**Request 1:** From the cricket report below, list every person it names.

**Text to read:**
- - - -
10-man South Africa ruthlessly expose India's limitations in Centurion
Captain Rohit Sharma and head coach Rahul Dravid have quite a task ahead of them in the next few days.
Who would have thought that literally the brightest day of the week in Centurion would figuratively become the darkest for the No. 1-ranked Test side in the world?
India were behind the eight-ball, but only just, when they headed to SuperSport Park for day three of the first Test against South Africa. The middle day is considered the moving day, the events of which generally influence its outcome. This time, the middle day became the final day as India capitulated without a fight, conceding an innings-and-32-run defeat to what was essentially a 10-man home side.
Temba Bavuma, the South African captain, suffered a left hamstring strain on the first afternoon, an injury that has ended his participation in the series. Even without their skipper, South Africa were too strong in familiar, helpful conditions, ruthlessly exposing the limitations of Rohit Sharma’s men in a land where India have been reasonably competitive for the last 17 years and five tours.
- - - -
**Request 2:** Count how many lines of the listing below contain the string "wrist". Give only the number.
- - - -
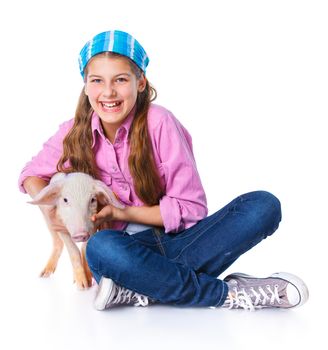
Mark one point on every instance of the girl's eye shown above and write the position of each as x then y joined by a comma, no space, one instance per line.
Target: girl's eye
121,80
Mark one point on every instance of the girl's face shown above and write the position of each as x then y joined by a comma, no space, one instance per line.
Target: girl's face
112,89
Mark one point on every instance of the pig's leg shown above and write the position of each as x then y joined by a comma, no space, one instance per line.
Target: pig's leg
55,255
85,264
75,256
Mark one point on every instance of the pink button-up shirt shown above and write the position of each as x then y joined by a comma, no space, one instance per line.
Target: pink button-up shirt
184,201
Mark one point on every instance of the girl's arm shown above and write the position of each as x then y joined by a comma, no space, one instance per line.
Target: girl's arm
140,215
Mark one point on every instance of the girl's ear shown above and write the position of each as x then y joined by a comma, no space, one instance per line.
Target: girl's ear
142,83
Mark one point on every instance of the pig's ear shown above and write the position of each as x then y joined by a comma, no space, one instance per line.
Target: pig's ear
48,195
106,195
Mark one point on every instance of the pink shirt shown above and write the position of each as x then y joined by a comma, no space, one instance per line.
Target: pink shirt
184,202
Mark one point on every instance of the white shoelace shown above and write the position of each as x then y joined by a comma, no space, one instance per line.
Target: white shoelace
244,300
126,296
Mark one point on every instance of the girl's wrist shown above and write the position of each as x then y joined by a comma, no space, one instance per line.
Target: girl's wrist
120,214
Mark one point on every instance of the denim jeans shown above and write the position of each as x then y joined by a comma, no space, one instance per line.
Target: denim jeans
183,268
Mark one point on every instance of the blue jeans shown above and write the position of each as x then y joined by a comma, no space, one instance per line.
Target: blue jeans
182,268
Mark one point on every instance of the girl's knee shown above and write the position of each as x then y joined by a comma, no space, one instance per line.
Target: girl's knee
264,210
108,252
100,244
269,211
- - - -
**Answer 1:** Rohit Sharma, Rahul Dravid, Temba Bavuma

**Answer 2:** 2